» MATERIAL PROVIDED
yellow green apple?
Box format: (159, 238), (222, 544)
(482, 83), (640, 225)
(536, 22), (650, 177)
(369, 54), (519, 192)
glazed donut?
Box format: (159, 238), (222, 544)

» EXERCISE AIM
Quote every one of the items above line for line, with no changes.

» ANSWER TO THE PROBLEM
yellow green apple?
Box format: (159, 238), (222, 544)
(482, 83), (640, 225)
(536, 22), (650, 177)
(369, 54), (519, 192)
glazed donut?
Box format: (159, 238), (222, 544)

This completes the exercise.